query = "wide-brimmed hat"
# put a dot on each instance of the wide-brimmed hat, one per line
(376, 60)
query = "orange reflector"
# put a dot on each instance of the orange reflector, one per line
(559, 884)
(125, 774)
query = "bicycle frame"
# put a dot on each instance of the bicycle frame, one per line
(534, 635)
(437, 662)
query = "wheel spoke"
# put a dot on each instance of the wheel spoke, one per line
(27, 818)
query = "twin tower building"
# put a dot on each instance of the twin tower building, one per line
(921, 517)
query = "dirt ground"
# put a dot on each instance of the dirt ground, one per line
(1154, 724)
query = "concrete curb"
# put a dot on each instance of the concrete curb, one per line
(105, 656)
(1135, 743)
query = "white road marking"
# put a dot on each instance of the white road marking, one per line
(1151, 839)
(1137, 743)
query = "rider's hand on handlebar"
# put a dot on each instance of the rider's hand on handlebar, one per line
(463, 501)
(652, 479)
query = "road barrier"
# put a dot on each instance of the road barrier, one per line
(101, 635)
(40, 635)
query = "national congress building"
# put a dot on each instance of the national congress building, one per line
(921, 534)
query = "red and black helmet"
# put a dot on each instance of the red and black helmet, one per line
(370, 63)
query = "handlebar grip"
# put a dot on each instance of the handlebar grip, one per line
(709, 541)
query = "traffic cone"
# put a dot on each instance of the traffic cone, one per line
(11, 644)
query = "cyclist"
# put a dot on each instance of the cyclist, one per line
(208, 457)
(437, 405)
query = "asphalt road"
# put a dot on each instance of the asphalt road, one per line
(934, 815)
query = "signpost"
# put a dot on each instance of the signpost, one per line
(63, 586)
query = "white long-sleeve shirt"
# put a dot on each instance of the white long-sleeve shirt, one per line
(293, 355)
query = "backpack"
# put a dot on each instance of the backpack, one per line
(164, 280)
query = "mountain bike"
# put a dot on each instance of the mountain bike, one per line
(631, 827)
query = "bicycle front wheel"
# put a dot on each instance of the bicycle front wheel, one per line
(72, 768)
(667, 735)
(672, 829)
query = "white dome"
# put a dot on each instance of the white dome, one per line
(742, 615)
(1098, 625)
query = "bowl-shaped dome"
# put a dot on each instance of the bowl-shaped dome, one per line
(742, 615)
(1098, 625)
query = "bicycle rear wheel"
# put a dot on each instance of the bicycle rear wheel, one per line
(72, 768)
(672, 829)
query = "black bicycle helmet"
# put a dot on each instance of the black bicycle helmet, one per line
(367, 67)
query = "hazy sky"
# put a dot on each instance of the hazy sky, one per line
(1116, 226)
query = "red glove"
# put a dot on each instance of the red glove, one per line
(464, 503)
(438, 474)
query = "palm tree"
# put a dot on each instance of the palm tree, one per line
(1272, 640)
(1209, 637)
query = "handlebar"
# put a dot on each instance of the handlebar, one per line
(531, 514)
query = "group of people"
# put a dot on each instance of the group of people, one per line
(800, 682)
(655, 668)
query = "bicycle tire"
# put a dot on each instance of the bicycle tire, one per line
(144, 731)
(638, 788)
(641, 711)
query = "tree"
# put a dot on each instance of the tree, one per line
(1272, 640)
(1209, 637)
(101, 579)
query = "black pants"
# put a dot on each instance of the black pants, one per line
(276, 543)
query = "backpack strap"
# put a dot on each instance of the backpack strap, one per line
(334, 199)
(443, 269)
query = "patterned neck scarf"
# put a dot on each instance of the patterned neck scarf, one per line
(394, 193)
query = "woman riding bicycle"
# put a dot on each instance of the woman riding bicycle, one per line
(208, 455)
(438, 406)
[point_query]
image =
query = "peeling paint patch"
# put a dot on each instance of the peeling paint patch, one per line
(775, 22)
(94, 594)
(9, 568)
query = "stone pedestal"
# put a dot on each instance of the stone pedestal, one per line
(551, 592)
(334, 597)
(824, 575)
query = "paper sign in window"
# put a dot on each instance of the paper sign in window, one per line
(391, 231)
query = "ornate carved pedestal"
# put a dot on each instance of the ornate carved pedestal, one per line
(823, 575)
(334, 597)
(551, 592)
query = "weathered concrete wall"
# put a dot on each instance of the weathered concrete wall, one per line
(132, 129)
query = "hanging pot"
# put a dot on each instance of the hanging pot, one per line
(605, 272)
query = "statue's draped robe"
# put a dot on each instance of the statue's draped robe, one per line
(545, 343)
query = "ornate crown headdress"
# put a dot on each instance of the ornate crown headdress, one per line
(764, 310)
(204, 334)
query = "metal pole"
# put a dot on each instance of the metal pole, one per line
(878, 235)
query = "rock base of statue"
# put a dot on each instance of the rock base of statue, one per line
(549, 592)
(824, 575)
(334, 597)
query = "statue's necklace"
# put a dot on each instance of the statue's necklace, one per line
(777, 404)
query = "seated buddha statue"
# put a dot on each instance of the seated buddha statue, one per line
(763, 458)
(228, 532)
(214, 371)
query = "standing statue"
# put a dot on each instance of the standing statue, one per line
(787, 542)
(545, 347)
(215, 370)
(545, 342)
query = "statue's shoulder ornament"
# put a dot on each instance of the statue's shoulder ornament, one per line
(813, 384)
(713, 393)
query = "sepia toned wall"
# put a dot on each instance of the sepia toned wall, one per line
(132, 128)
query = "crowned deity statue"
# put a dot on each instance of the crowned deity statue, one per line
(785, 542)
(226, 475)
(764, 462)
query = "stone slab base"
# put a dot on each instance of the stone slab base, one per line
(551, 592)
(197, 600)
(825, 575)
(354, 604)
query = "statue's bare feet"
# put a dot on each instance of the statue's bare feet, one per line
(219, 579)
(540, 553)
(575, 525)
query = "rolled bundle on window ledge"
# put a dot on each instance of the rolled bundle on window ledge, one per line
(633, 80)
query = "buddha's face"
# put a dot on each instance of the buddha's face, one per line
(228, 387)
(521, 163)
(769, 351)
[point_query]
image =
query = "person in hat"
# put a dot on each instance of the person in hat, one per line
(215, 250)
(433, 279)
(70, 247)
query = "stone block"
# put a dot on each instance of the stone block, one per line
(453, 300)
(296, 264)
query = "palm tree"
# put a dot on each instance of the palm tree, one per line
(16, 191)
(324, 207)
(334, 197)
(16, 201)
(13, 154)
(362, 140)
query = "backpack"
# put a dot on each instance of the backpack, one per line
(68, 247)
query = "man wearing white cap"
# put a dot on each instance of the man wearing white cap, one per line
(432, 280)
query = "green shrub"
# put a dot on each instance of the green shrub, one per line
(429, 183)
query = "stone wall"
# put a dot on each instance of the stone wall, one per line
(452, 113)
---
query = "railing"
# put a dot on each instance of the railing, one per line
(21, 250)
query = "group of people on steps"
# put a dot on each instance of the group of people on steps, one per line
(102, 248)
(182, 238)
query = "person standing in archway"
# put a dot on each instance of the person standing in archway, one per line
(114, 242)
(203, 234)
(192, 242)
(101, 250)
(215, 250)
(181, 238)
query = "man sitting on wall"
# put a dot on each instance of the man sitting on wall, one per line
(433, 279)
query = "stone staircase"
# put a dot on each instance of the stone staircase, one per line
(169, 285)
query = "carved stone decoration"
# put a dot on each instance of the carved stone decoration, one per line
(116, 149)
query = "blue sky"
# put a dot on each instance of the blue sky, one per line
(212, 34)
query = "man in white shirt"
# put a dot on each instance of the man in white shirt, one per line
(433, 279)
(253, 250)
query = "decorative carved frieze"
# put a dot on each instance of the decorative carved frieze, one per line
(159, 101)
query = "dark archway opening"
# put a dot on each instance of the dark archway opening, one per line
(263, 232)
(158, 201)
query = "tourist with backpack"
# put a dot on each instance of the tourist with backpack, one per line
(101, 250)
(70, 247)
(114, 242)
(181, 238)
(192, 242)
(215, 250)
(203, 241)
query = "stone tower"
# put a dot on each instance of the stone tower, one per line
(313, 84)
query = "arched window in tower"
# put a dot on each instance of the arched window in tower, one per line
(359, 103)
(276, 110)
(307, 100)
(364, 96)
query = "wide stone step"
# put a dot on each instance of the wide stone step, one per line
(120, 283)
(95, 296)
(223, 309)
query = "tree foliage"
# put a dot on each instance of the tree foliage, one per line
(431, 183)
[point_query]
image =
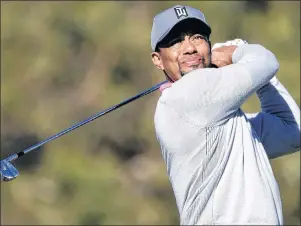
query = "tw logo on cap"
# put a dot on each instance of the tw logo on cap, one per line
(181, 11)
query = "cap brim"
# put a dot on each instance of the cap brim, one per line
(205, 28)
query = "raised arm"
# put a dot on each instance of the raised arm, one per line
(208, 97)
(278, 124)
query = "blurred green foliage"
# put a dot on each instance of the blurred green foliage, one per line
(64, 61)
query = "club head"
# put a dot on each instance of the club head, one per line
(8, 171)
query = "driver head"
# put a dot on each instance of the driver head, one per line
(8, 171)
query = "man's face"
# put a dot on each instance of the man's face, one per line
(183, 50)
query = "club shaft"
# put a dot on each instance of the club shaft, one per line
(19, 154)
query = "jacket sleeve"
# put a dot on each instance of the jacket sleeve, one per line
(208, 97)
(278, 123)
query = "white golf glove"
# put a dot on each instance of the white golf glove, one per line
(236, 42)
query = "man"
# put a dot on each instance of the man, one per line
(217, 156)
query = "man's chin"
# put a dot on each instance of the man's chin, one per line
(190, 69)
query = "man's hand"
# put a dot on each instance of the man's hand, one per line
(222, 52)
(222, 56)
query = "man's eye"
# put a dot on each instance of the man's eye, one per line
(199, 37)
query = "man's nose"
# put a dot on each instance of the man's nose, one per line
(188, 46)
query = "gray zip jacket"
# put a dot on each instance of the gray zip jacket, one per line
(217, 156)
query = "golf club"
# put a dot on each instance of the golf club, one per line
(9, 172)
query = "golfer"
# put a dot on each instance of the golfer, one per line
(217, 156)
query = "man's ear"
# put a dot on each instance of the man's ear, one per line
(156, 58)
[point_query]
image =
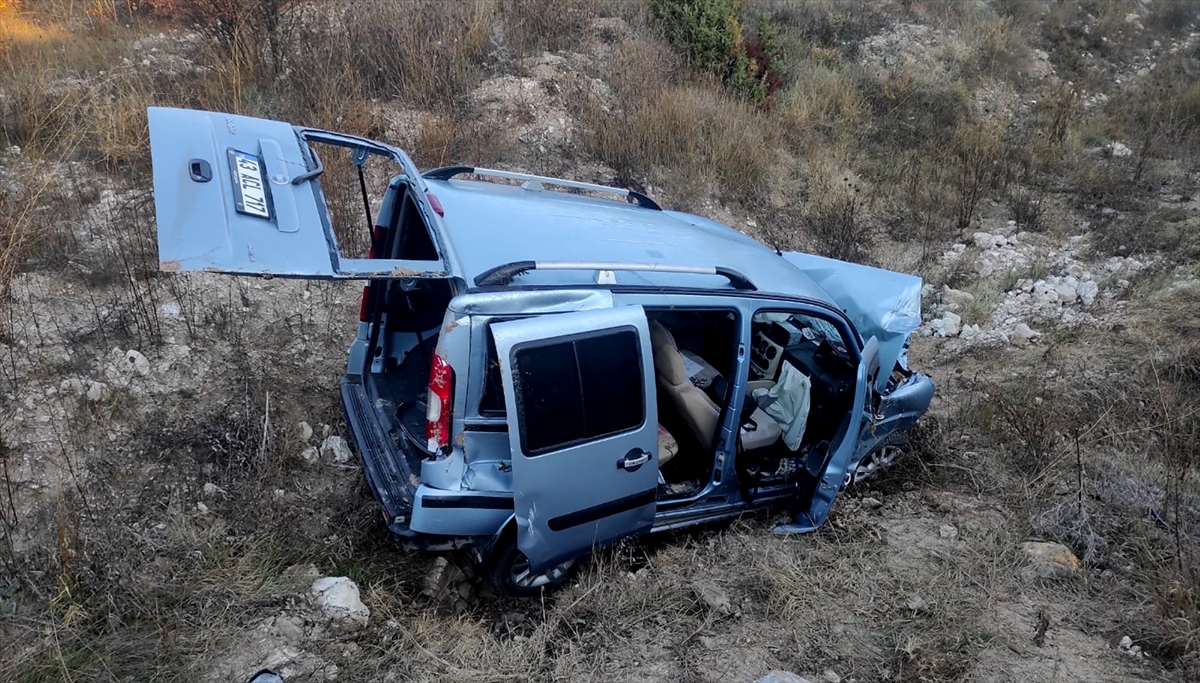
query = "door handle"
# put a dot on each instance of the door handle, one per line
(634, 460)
---
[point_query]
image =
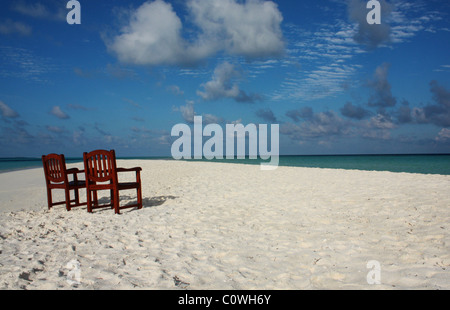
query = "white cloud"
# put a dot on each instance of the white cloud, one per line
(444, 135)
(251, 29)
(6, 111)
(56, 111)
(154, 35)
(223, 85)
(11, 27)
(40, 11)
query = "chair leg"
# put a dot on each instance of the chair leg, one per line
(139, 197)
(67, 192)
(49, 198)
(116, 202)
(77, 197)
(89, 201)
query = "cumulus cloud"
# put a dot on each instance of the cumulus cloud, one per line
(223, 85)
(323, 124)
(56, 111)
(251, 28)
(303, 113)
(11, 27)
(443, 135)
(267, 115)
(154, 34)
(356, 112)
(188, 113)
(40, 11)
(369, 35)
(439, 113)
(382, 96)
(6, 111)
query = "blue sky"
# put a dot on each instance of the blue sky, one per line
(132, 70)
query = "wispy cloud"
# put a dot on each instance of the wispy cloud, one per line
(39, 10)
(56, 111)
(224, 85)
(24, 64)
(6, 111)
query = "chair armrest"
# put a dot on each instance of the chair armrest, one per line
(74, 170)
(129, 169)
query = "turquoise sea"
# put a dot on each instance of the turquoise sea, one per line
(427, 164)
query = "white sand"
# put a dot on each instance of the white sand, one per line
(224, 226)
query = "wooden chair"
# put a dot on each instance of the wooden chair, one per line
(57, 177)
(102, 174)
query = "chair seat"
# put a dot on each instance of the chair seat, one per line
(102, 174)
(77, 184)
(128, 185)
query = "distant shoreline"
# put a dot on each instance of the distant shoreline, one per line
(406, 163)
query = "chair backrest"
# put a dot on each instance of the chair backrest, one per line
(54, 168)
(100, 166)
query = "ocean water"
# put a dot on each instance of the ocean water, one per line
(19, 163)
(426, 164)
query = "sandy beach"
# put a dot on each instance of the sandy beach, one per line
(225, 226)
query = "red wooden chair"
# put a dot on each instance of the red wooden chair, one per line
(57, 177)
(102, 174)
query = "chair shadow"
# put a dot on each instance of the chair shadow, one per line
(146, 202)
---
## 短い練習
上の資料から、文字列「backpack」を含む行だけをすべて抜き出しなさい。大文字と小文字は区別する。

## 練習の解答
query = "backpack"
# put a dot on each instance of the backpack, one per line
query = "backpack strap"
# put a dot on each instance of the backpack strap, one per line
query = "backpack"
# put a dot on each instance of the backpack, one per line
query = "tourist with backpack"
# put a dot on each instance of the tourist with backpack, one per line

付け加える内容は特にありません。